▶ _WHAT TO DO_
In the New Haven history timeline below, list the titles of all entries dated 1839.

#### EXTRACT TO READ

A Broken Umbrella Theatre

New Haven

Every production is rooted in a real moment from New Haven’s history. From colonial founding to apizza culture, our city’s story is the story we tell.

Photo: New Haven Museum via Roger Sherman House
Colonial Era
1638

New Haven Founded

Puritan settlers establish the New Haven Colony and lay out the nine-square plan that still shapes the city.

Foundation of America's first planned city

1661

New Haven Shelters the Three Judges

Edward Whalley, William Goffe, and John Dixwell find refuge in and around New Haven after helping condemn King Charles I, binding the city to one of colonial America’s most dramatic acts of political defiance.

A defining New Haven legend of resistance, secrecy, and survival

1716

Yale Arrives

The Collegiate School moves from Saybrook to New Haven, helping define the city as an educational center.

Beginning of New Haven as an educational center

1718

Yale College Is Named

The Collegiate School is renamed Yale College, deepening New Haven’s identity as a center of learning and influence.

Yale becomes a defining New Haven institution

Revolution
1776

Revolutionary War

New Haven plays a visible role in the American Revolution and in the region's political realignment.

Demonstrates the city's strategic importance

1776

David Bushnell's Turtle Submarine

Yale-connected inventor David Bushnell puts the Turtle, the first submarine used for military action, into service during the Revolutionary War.

A New Haven-linked leap in military invention

Industrial Age
1795

Eli Whitney Invents the Cotton Gin

Eli Whitney's invention helps mark New Haven as a city of industrial ideas and engineering ambition.

Sparks the Industrial Revolution in America

1810

Westville's Hidden Past

Stories of loss, piracy, and buried neighborhood memory become part of Westville folklore.

The kind of local legend that later fuels site-specific performance

1839

Samuel Morse's Telegraph

Samuel Morse demonstrates the electric telegraph in New Haven, cementing the city's place in communication history.

Birth of modern communication

1839

The Amistad Case Reaches New Haven

After the schooner La Amistad is seized, the legal fight over the freedom of the captive Africans moves through New Haven and becomes a landmark abolition-era case.

New Haven becomes a stage for a defining freedom case

1839

Charles Goodyear and Vulcanized Rubber

Charles Goodyear's New Haven experiments with sulfur and rubber lead to vulcanization, a breakthrough that transforms manufacturing and transportation.

A material-science breakthrough with deep New Haven roots

1842

New Haven's St. Patrick's Day Parade Begins

Members of the Hibernian Provident Society stage the first New Haven St. Patrick’s Day parade, establishing a public tradition that endures for generations.

An early and lasting expression of immigrant civic identity

1852

Ebenezer Beecher's Match Factory

Ebenezer Beecher develops the automated matchstick machine in New Haven and helps build the Diamond Match story.

########
#### MATERIAL SHOWN

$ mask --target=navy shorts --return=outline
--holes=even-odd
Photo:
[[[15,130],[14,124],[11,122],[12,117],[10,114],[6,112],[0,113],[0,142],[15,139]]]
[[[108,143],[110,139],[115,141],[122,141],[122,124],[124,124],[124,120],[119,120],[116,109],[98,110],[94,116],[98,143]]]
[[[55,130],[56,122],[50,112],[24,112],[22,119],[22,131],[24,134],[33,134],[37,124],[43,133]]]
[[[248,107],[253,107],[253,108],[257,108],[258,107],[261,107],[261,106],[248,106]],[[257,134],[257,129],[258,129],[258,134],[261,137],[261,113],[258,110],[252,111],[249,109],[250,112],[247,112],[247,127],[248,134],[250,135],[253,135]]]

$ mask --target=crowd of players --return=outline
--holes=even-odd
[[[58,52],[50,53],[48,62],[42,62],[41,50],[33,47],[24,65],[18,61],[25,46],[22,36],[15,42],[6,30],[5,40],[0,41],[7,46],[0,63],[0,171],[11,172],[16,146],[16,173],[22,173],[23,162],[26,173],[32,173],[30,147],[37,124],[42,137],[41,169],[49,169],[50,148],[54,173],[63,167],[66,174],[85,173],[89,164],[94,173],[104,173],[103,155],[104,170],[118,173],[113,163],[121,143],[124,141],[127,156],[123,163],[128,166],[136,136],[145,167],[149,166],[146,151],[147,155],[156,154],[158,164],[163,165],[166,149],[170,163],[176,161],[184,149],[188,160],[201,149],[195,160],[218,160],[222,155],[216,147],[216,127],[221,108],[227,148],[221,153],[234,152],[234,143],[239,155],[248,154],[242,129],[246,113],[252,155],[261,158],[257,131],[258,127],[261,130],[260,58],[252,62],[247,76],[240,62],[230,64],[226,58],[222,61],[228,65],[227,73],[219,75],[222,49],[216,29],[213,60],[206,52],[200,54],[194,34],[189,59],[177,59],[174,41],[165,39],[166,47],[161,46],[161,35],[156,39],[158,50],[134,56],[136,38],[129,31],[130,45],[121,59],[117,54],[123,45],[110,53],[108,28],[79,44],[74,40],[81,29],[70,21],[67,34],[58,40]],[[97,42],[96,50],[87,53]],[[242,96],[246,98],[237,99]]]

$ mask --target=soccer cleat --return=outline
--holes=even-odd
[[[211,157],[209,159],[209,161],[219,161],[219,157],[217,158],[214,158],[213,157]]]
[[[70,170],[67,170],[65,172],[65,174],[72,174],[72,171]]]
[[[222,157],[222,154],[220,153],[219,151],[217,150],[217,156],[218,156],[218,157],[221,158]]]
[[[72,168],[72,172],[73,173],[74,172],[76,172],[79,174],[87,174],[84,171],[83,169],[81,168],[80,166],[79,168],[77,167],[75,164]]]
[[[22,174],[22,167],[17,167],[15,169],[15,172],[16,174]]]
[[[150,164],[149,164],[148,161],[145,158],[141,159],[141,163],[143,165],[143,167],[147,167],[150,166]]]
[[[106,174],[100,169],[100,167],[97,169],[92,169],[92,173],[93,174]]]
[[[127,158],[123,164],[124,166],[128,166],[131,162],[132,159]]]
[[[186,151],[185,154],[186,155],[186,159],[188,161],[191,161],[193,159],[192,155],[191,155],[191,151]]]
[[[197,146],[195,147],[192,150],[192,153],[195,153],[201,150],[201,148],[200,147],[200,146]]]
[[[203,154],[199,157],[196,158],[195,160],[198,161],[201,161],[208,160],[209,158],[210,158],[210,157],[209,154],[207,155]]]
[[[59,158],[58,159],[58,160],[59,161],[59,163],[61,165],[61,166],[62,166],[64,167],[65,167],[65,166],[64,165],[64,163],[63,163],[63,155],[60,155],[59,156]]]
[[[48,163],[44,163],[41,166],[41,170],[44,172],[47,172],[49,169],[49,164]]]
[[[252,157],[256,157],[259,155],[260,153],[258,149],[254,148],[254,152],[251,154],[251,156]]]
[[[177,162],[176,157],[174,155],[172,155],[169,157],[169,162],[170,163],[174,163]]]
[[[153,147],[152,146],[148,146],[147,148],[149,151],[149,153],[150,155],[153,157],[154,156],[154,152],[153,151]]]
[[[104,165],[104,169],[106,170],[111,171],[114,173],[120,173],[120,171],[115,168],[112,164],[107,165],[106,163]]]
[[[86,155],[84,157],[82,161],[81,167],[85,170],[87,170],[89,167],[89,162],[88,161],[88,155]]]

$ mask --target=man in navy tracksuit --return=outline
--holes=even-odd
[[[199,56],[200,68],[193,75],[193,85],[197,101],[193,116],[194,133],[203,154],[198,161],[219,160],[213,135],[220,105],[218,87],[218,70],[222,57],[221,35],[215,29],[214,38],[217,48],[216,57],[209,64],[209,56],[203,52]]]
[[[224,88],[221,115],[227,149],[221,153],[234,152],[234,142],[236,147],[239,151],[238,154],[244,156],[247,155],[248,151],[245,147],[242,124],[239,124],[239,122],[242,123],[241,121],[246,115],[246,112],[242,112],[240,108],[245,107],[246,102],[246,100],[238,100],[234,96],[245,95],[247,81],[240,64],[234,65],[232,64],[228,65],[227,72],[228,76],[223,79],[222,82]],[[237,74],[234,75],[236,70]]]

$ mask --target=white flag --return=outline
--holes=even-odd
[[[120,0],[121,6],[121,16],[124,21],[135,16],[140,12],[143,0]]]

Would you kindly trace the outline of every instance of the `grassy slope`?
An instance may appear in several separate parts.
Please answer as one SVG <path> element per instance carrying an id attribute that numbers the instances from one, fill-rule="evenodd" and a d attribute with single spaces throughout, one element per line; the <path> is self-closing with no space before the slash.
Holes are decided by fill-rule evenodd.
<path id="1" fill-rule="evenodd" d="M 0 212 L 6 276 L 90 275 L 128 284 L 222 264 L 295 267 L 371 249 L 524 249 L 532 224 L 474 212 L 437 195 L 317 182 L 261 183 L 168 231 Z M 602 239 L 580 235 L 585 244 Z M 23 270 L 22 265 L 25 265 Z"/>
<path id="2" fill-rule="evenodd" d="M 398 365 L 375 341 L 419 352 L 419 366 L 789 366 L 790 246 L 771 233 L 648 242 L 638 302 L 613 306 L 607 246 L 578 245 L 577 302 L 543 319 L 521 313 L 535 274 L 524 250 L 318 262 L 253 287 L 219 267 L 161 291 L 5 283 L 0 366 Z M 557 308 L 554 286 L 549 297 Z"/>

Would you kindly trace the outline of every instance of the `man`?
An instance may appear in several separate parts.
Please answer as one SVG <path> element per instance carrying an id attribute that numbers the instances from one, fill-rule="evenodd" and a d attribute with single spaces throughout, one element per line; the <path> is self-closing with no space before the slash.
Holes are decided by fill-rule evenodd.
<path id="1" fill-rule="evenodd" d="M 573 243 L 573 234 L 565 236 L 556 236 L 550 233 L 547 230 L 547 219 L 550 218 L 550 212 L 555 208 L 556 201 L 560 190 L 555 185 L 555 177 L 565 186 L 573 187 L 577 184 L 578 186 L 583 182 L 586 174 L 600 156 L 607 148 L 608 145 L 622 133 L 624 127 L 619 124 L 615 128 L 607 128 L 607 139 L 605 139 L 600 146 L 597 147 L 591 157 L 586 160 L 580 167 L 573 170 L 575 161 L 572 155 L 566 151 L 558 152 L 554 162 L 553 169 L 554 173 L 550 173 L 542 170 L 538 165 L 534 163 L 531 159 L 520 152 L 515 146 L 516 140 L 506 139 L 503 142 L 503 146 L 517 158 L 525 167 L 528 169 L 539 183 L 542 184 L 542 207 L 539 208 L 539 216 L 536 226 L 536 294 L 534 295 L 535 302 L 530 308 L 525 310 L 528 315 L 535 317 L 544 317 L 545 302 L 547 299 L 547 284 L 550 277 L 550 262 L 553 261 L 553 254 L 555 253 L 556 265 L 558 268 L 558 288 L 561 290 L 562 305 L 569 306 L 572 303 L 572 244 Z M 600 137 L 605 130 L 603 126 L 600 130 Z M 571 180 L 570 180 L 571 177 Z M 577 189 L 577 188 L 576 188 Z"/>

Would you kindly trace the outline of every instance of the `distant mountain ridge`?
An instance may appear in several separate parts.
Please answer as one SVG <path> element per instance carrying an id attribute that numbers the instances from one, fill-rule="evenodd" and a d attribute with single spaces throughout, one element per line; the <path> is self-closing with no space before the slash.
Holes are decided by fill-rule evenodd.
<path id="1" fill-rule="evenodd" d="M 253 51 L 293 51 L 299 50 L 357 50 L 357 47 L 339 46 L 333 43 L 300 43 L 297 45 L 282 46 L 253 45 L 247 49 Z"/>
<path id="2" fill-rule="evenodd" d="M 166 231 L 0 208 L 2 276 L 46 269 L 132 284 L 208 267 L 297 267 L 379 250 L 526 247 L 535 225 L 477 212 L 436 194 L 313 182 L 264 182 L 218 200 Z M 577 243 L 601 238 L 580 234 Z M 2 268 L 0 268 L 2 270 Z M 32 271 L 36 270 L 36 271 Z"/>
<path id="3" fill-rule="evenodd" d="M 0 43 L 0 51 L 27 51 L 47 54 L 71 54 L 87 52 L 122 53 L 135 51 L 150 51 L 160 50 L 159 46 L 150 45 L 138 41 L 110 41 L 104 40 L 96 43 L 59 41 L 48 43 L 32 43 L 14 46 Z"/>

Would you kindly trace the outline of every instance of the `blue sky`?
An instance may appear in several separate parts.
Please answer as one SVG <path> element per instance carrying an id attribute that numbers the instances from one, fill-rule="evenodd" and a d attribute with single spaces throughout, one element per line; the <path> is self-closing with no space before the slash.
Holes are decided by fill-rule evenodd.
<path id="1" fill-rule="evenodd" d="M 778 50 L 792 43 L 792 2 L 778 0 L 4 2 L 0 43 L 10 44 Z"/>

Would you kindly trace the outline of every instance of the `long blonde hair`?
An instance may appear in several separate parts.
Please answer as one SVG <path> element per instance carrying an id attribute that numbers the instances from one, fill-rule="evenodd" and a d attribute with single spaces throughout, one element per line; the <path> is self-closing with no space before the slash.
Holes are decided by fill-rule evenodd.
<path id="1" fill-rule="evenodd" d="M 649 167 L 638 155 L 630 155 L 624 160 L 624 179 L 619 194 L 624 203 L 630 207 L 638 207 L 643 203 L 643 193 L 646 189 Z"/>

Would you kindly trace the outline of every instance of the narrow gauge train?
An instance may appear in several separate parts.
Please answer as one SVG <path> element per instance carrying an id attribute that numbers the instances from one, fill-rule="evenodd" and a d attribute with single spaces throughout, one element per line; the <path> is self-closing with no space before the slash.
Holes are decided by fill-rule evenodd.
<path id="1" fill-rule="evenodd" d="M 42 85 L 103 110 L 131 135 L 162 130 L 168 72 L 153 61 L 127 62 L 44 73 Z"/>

########

▶ _RESULT FOR THIS EXERCISE_
Samuel Morse's Telegraph
The Amistad Case Reaches New Haven
Charles Goodyear and Vulcanized Rubber